▸ **Stated task**:
All the entries need to be quoted exactly, apart from the pictures, which you should drop.

▸ **Rows**:
>>>>>
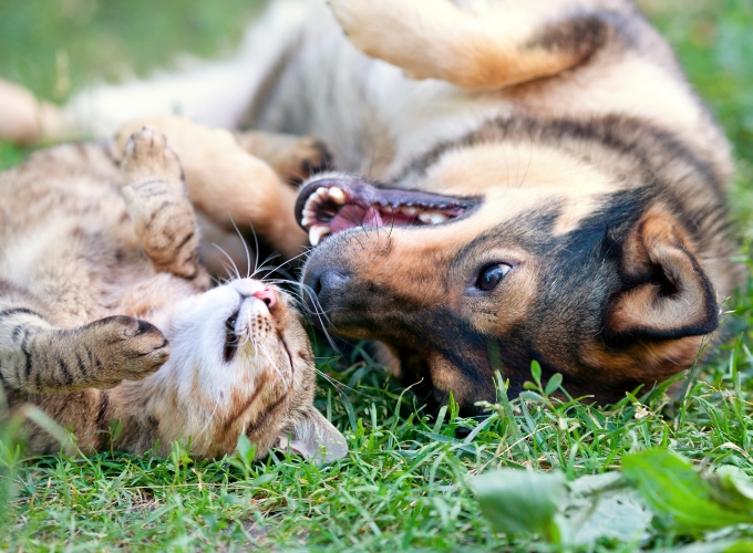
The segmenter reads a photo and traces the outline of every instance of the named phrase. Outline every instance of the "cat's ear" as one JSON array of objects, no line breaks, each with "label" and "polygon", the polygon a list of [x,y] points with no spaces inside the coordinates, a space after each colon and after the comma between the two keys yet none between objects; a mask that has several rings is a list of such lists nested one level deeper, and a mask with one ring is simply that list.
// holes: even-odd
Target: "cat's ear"
[{"label": "cat's ear", "polygon": [[344,436],[312,405],[303,411],[292,429],[280,436],[277,447],[313,462],[334,461],[348,455]]}]

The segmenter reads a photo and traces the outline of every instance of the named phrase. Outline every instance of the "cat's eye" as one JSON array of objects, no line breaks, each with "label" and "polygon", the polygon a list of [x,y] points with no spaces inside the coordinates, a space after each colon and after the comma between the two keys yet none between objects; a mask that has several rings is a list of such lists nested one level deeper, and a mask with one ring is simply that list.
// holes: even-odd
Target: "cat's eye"
[{"label": "cat's eye", "polygon": [[494,263],[482,269],[476,281],[476,288],[483,292],[491,292],[502,282],[512,270],[507,263]]}]

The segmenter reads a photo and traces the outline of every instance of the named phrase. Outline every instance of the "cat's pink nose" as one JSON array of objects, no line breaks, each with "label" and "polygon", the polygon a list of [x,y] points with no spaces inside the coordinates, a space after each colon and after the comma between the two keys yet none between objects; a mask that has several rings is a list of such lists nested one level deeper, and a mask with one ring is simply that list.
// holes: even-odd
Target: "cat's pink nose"
[{"label": "cat's pink nose", "polygon": [[265,302],[268,309],[272,309],[277,303],[277,292],[271,288],[265,288],[264,290],[254,292],[251,295]]}]

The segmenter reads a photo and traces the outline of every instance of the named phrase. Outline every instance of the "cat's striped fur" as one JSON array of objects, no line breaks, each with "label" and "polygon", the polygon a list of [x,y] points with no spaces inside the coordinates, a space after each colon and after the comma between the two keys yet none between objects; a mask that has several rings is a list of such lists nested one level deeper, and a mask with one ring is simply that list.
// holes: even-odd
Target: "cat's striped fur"
[{"label": "cat's striped fur", "polygon": [[[196,157],[213,137],[192,132],[195,152],[182,154]],[[227,160],[241,154],[250,158],[238,147]],[[118,157],[111,145],[64,145],[0,175],[0,378],[11,410],[39,405],[83,451],[165,452],[190,438],[195,453],[220,456],[246,434],[258,457],[280,440],[344,455],[312,406],[313,356],[290,299],[250,279],[210,289],[162,133],[137,131]],[[29,429],[32,451],[59,449]]]}]

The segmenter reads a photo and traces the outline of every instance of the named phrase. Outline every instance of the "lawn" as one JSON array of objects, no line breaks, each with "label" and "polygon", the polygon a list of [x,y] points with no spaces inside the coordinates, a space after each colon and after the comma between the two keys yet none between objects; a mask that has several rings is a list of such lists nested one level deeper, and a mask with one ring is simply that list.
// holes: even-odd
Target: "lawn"
[{"label": "lawn", "polygon": [[[730,200],[741,260],[749,260],[753,3],[643,3],[734,143]],[[0,75],[64,101],[87,82],[168,69],[182,52],[225,55],[258,9],[249,0],[3,0]],[[24,155],[0,144],[0,168]],[[321,379],[317,405],[351,448],[347,459],[319,468],[282,455],[248,462],[244,448],[233,458],[196,461],[178,445],[167,459],[110,452],[27,460],[0,417],[0,549],[753,551],[745,541],[753,540],[753,494],[739,482],[753,477],[753,290],[728,305],[734,310],[728,337],[691,372],[679,398],[662,386],[595,408],[549,399],[539,387],[508,403],[501,385],[499,405],[481,421],[460,418],[453,406],[423,413],[358,347],[349,358],[318,347],[320,369],[339,384]],[[659,457],[641,456],[651,449]],[[661,449],[718,476],[701,479]],[[515,473],[528,480],[506,474],[504,490],[478,484],[479,503],[474,477],[510,468],[536,472]],[[719,476],[731,470],[737,484]],[[512,511],[495,525],[482,513],[489,495],[498,512]],[[504,533],[516,515],[518,531]],[[590,538],[558,535],[577,530],[580,515]],[[620,532],[625,525],[629,531]]]}]

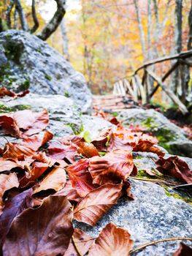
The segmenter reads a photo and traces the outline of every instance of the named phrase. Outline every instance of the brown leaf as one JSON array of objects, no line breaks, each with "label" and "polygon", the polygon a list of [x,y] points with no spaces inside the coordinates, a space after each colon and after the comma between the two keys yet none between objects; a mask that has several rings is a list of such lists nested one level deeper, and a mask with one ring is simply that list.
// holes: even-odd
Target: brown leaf
[{"label": "brown leaf", "polygon": [[45,199],[14,219],[3,246],[4,256],[64,255],[73,234],[72,212],[64,196]]},{"label": "brown leaf", "polygon": [[161,173],[174,177],[186,183],[192,183],[192,171],[188,164],[178,157],[170,157],[166,159],[159,157],[155,162],[156,169]]},{"label": "brown leaf", "polygon": [[172,256],[191,256],[192,249],[188,245],[180,243],[179,249],[173,254]]},{"label": "brown leaf", "polygon": [[133,241],[128,232],[109,223],[101,230],[95,244],[91,247],[88,256],[128,256],[133,247]]},{"label": "brown leaf", "polygon": [[[93,183],[102,185],[126,180],[135,170],[131,152],[116,149],[104,157],[93,157],[89,161],[89,171]],[[137,173],[137,172],[136,172]]]},{"label": "brown leaf", "polygon": [[94,226],[121,196],[123,185],[105,184],[88,194],[74,208],[74,219]]},{"label": "brown leaf", "polygon": [[88,159],[80,159],[66,168],[72,187],[80,197],[85,197],[96,188],[88,171]]},{"label": "brown leaf", "polygon": [[[64,256],[80,256],[75,246],[82,255],[85,255],[93,243],[94,239],[78,228],[73,233],[73,241],[71,239],[69,247]],[[75,246],[74,244],[75,243]]]},{"label": "brown leaf", "polygon": [[77,190],[72,187],[71,181],[68,179],[66,181],[65,187],[58,191],[56,193],[53,194],[54,196],[58,195],[65,195],[69,201],[72,202],[80,202],[82,197],[77,194]]},{"label": "brown leaf", "polygon": [[50,172],[34,188],[33,194],[43,190],[54,189],[55,192],[61,189],[66,184],[66,172],[64,168],[58,166]]},{"label": "brown leaf", "polygon": [[31,196],[31,189],[29,189],[6,202],[3,213],[0,216],[0,251],[13,219],[25,208],[32,206]]},{"label": "brown leaf", "polygon": [[155,143],[149,140],[139,140],[138,144],[134,148],[134,151],[137,152],[153,152],[158,156],[164,156],[164,153],[155,146]]},{"label": "brown leaf", "polygon": [[0,214],[1,214],[4,206],[4,203],[3,202],[4,193],[6,190],[8,190],[12,187],[18,187],[18,179],[17,175],[15,173],[10,173],[9,175],[0,175]]},{"label": "brown leaf", "polygon": [[47,141],[53,139],[53,135],[49,131],[45,131],[43,138],[34,135],[32,137],[26,138],[23,140],[22,144],[32,148],[34,151],[37,151],[39,148],[44,146]]},{"label": "brown leaf", "polygon": [[4,148],[3,159],[18,159],[22,156],[32,157],[35,151],[27,146],[20,145],[17,143],[8,143]]},{"label": "brown leaf", "polygon": [[22,138],[22,132],[10,114],[0,115],[0,127],[2,129],[2,132],[5,135]]}]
<<<<<
▸ **Solved problem**:
The segmenter reads a photo and traces the outline of every instance of the named phrase. Outline every instance of the "cat's ear" as one JSON array of objects, no line breaks, each with "label" and "polygon", the polygon a list of [x,y] points with no spaces inside the coordinates, a space after each colon and after the comma between the two keys yet none between objects; a mask that has several rings is a list of such lists nested one level deeper, and a mask with one ring is simply that list.
// holes: even-odd
Target: "cat's ear"
[{"label": "cat's ear", "polygon": [[344,436],[312,405],[303,411],[292,429],[280,436],[277,447],[313,462],[334,461],[348,455]]}]

The segmenter reads a photo and traces the outline of every instance of the named phrase. Outline every instance of the "cat's eye" as one JSON array of objects, no line breaks, each with "label" and "polygon", the polygon a list of [x,y] points with no spaces inside the coordinates, a space after each colon and after the comma between the two keys yet none between objects; a mask that has several rings is a list of such lists nested one level deeper, and a mask with one ring is simply that list.
// holes: even-odd
Target: "cat's eye"
[{"label": "cat's eye", "polygon": [[494,263],[482,269],[476,281],[476,288],[483,292],[491,292],[502,282],[512,270],[507,263]]}]

The segmenter reads a photo and traces the outline of every instance of the named phrase. Outline every instance of the "cat's pink nose" as one JSON array of objects, no line breaks, each with "label" and "polygon", the polygon a list of [x,y] points with no spaces inside the coordinates, a space after each colon and after the comma between the two keys yet none between objects; a mask that has several rings is a list of such lists nested one level deeper, and a mask with one ring is simply that list.
// holes: even-odd
Target: "cat's pink nose"
[{"label": "cat's pink nose", "polygon": [[265,302],[268,309],[272,309],[277,303],[277,292],[271,288],[265,288],[264,290],[254,292],[251,295]]}]

The segmenter reads a photo and traces the outline of every instance of the named phrase. Outline every instance of the "cat's striped fur" as one JSON array of objects, no line breaks, each with "label" and "polygon", the polygon a list of [x,y] points with no spaces inside the coordinates, a space after each colon and after the comma between the two keys yet none between objects; a mask that has several rings is a list of such lists nested one level deeper, and a mask with one ring is simply that list.
// holes: even-odd
Target: "cat's striped fur"
[{"label": "cat's striped fur", "polygon": [[[196,157],[213,137],[192,132],[195,152],[182,154]],[[227,160],[241,154],[250,158],[238,147]],[[118,157],[111,145],[64,145],[0,175],[0,378],[11,410],[39,405],[83,451],[165,452],[190,438],[195,453],[220,456],[246,434],[258,457],[280,440],[344,455],[312,406],[313,356],[290,299],[250,279],[210,289],[162,133],[137,131]],[[29,429],[32,451],[59,449]]]}]

The segmenter reads a photo and traces the outline of every instance of the named phrase. Outline every instance of the "lawn" as one JSON array of objects, no line breaks, each with "label" and "polygon", the polygon a list of [x,y] points with no spaces inside the coordinates, a space after each colon and after the comma between the two keys yet none between objects; a mask that has several rings is a list of such lists nested one level deeper, and a mask with one ring is simply that list.
// holes: even-odd
Target: "lawn"
[{"label": "lawn", "polygon": [[[730,200],[741,260],[749,260],[753,3],[643,3],[734,143]],[[0,75],[64,101],[87,82],[168,69],[182,52],[225,55],[258,9],[249,0],[3,0]],[[24,155],[0,144],[0,168]],[[321,379],[317,405],[351,448],[347,459],[319,468],[282,455],[248,462],[244,448],[233,458],[196,461],[178,445],[167,459],[110,452],[27,460],[0,417],[0,549],[753,551],[745,541],[753,540],[753,494],[739,482],[753,477],[753,290],[728,305],[734,310],[728,337],[691,372],[679,398],[662,386],[595,408],[549,399],[539,387],[508,403],[501,385],[499,405],[481,421],[460,418],[453,406],[423,413],[358,347],[349,358],[318,347],[320,369],[339,384]],[[659,457],[641,456],[651,449]],[[661,449],[718,476],[701,479]],[[515,473],[528,480],[506,474],[504,490],[478,484],[479,503],[474,477],[510,468],[536,472]],[[719,476],[731,470],[737,484]],[[512,511],[495,525],[482,513],[489,495],[498,512]],[[504,533],[516,515],[518,531]],[[590,538],[558,535],[577,530],[580,515]],[[620,532],[625,525],[629,531]]]}]

The segmenter reads a photo and traces the outline of every instance of the named phrase. Outline every instance of the brown leaf as one JSON array of objects, no line breaks, each with "label" and "polygon", the polygon a list of [x,y] points with no spaces inside the coordinates, a space after each colon and after the comma between the two keys yet none between objects; a mask that has several rings is a list of such lists nested one level deeper, and a mask with one ring is simply that list.
// holes: even-odd
Target: brown leaf
[{"label": "brown leaf", "polygon": [[45,199],[14,219],[3,246],[4,256],[64,255],[73,234],[72,212],[64,196]]},{"label": "brown leaf", "polygon": [[161,173],[174,177],[186,183],[192,183],[192,171],[188,164],[178,157],[170,157],[166,159],[159,157],[155,162],[156,169]]},{"label": "brown leaf", "polygon": [[172,256],[191,256],[192,249],[188,245],[180,243],[179,249],[173,254]]},{"label": "brown leaf", "polygon": [[133,241],[128,232],[109,223],[101,230],[95,244],[91,247],[88,256],[128,256],[133,247]]},{"label": "brown leaf", "polygon": [[[93,183],[102,185],[126,180],[135,170],[131,152],[116,149],[104,157],[93,157],[89,161],[89,171]],[[137,173],[137,172],[136,172]]]},{"label": "brown leaf", "polygon": [[94,226],[121,196],[123,185],[105,184],[88,194],[74,208],[74,219]]},{"label": "brown leaf", "polygon": [[88,159],[80,159],[66,168],[72,187],[80,197],[85,197],[96,188],[88,171]]},{"label": "brown leaf", "polygon": [[[64,256],[80,256],[75,246],[82,255],[85,255],[93,243],[94,239],[78,228],[73,233],[73,241],[71,239],[69,247]],[[75,246],[74,244],[75,243]]]},{"label": "brown leaf", "polygon": [[77,190],[72,187],[71,181],[68,179],[66,181],[65,187],[58,191],[56,193],[53,194],[54,196],[58,195],[65,195],[69,201],[72,202],[80,202],[82,197],[77,194]]},{"label": "brown leaf", "polygon": [[50,172],[34,188],[33,194],[43,190],[54,189],[55,192],[61,189],[66,184],[66,172],[64,168],[58,166]]},{"label": "brown leaf", "polygon": [[31,196],[31,189],[29,189],[6,202],[3,213],[0,216],[0,251],[13,219],[25,208],[32,206]]},{"label": "brown leaf", "polygon": [[155,143],[149,140],[139,140],[138,144],[134,148],[134,151],[137,152],[153,152],[158,156],[164,156],[164,153],[155,146]]},{"label": "brown leaf", "polygon": [[0,214],[1,214],[4,206],[4,203],[3,202],[4,193],[6,190],[8,190],[12,187],[18,187],[18,179],[17,175],[15,173],[10,173],[9,175],[0,175]]},{"label": "brown leaf", "polygon": [[47,141],[53,139],[53,135],[49,131],[45,131],[43,138],[34,135],[32,137],[26,138],[23,140],[22,144],[32,148],[34,151],[37,151],[39,148],[44,146]]},{"label": "brown leaf", "polygon": [[4,148],[3,159],[18,159],[22,156],[32,157],[35,151],[27,146],[20,145],[17,143],[8,143]]},{"label": "brown leaf", "polygon": [[22,138],[22,132],[10,114],[0,115],[0,127],[2,129],[2,132],[5,135]]}]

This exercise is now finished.